**About this task**
Set down a true copy of the data, with all pictures left out.

** Opening The data block **

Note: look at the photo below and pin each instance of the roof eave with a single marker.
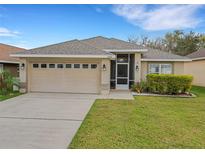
(10, 62)
(125, 50)
(61, 56)
(144, 59)
(200, 58)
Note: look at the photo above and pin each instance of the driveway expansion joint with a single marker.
(24, 118)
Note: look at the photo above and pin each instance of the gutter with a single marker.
(166, 59)
(61, 56)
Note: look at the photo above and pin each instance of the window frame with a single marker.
(52, 64)
(71, 66)
(85, 67)
(35, 64)
(93, 67)
(43, 64)
(59, 67)
(160, 68)
(76, 67)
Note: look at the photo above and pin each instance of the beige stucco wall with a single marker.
(177, 67)
(197, 69)
(137, 63)
(104, 75)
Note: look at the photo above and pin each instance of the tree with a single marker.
(177, 42)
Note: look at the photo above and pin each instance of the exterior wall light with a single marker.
(22, 66)
(137, 68)
(104, 67)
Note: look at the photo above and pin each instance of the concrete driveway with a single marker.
(42, 120)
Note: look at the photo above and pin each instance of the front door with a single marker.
(122, 71)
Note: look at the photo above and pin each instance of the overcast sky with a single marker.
(32, 26)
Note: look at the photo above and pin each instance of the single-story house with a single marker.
(6, 61)
(196, 67)
(93, 65)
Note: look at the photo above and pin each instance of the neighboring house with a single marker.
(197, 67)
(93, 65)
(9, 63)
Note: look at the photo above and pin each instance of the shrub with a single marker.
(139, 87)
(169, 83)
(7, 81)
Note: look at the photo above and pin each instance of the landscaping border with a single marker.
(160, 95)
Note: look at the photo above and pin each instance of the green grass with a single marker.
(146, 122)
(11, 95)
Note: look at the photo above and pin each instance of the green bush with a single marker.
(169, 83)
(7, 81)
(140, 87)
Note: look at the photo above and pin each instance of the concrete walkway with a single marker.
(46, 120)
(42, 120)
(118, 94)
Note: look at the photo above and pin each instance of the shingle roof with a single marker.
(111, 43)
(198, 54)
(73, 47)
(97, 46)
(6, 50)
(158, 54)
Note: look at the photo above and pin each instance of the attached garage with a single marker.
(65, 77)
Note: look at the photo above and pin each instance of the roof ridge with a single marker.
(92, 46)
(95, 37)
(11, 46)
(159, 50)
(54, 44)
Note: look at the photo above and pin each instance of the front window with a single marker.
(160, 69)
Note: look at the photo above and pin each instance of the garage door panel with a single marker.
(73, 80)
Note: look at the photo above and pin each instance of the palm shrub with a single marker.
(139, 87)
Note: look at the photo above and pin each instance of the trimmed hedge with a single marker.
(169, 83)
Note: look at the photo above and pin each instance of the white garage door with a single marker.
(70, 78)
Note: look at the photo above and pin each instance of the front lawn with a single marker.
(146, 122)
(11, 95)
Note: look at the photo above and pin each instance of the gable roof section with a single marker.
(97, 47)
(69, 48)
(109, 44)
(6, 50)
(158, 55)
(200, 54)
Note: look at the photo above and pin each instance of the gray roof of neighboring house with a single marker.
(158, 54)
(111, 43)
(73, 47)
(198, 54)
(97, 46)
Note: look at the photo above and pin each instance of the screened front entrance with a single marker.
(122, 71)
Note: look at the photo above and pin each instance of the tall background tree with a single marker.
(177, 42)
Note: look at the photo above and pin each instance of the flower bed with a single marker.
(165, 84)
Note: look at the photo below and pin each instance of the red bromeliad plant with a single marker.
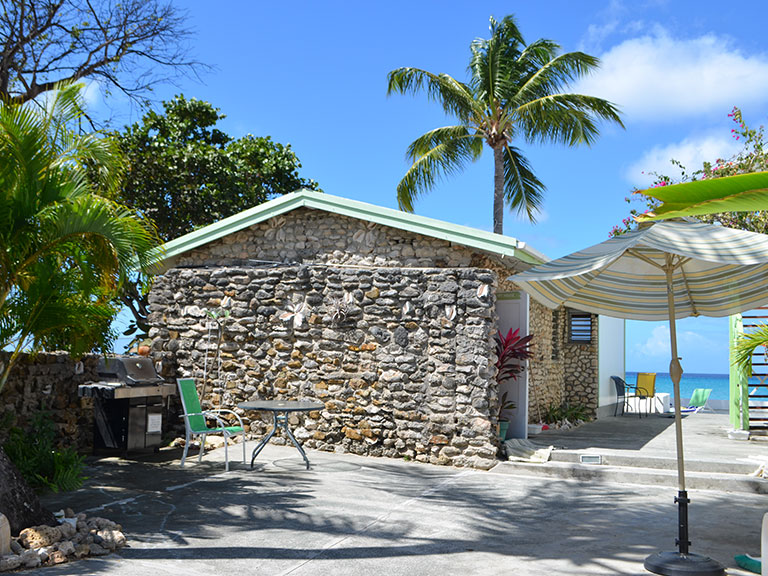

** Closing The data block **

**Response below**
Note: look at the photo below and pin each instance of the roof eave with a single marker.
(10, 62)
(125, 50)
(61, 56)
(144, 59)
(200, 58)
Note: look at the photo above and pin each instance of the driveway expansion joint with a single marker.
(24, 118)
Note: look at the photo above and pin each instance of the gutter with a single marker.
(166, 59)
(61, 56)
Note: look at the photo above and pin each instance of the window frame with a single marker.
(52, 64)
(71, 66)
(85, 67)
(35, 64)
(93, 67)
(43, 64)
(59, 67)
(160, 68)
(76, 67)
Note: look at the photo above and pin each instance of the beige stucco wall with a single marker.
(177, 67)
(197, 69)
(137, 63)
(104, 75)
Note: look at the photo above and pin each instance of the tree with a single marker.
(177, 42)
Note: look at the photo above and pin each instance of the exterior wall light with a single marker.
(22, 66)
(137, 68)
(104, 67)
Note: look at the photo above and pin each instance of the concrete driveway with a single marker.
(42, 120)
Note: look at the photo above and pin each instance of the front door with a single marker.
(122, 71)
Note: look at the photo above and pin each instance of the overcast sky with a single marker.
(32, 26)
Note: look at the photo above and pin each instance of the single-story house with a single marker.
(6, 61)
(196, 67)
(93, 65)
Note: look at the photo above and pin each instance of the neighboring house with a single marker.
(197, 67)
(93, 65)
(9, 63)
Note: look at the photo above and pin each instance of the shrub with a single marker.
(139, 87)
(169, 83)
(7, 81)
Note: look at the photo above and pin each instance of the landscaping border with a single marker.
(160, 95)
Note: look at the photo above and pin each instance of the green grass with a single marker.
(146, 122)
(11, 95)
Note: look at the photo above and pin each instance of the green bush with a single marker.
(169, 83)
(7, 81)
(140, 87)
Note: look at the photo above and pin each instance of the concrete walkway with a single marker.
(46, 120)
(42, 120)
(118, 94)
Note: look at the photo above and pin each instance of the shingle roof with a single marker.
(111, 43)
(198, 54)
(73, 47)
(97, 46)
(6, 50)
(158, 54)
Note: look at the photo above and pin each instance of the attached garage with a single marker.
(65, 77)
Note: look at the photo above and pin each instance of the roof ridge with a single marker.
(92, 46)
(95, 37)
(11, 46)
(159, 50)
(54, 44)
Note: look at the photo above and pin each instance of the front window with a single marker.
(160, 69)
Note: look at the photo above and pin each instance of the garage door panel with a single marker.
(73, 80)
Note: look at the photo above and pin each instance of the palm shrub with a single marker.
(139, 87)
Note: look at the photo above and pin each instance of the trimmed hedge with a single marker.
(169, 83)
Note: look at the photo above and pin each instance of the white garage door with a single marker.
(70, 78)
Note: look at the photo above and pin each instance of the front lawn with a single marker.
(146, 122)
(11, 95)
Note: look at the photo above and pin each instance of the gable roof section with a single marker.
(97, 47)
(69, 48)
(109, 44)
(6, 50)
(158, 55)
(200, 54)
Note: look at the photo above and pin each instance of the gray roof of neighboring house with a single marker.
(158, 54)
(111, 43)
(73, 47)
(198, 54)
(97, 46)
Note: look at the photo above and pin each instance of the screened front entrance with a single marker.
(122, 71)
Note: look at the photo above and pin each instance of the tall background tree with a single marker.
(177, 42)
Note: look at the photo above and pin each instance of the flower bed with a single marker.
(165, 84)
Note: look at the photo below and pin each instance of the red bromeliad plant with a single marker.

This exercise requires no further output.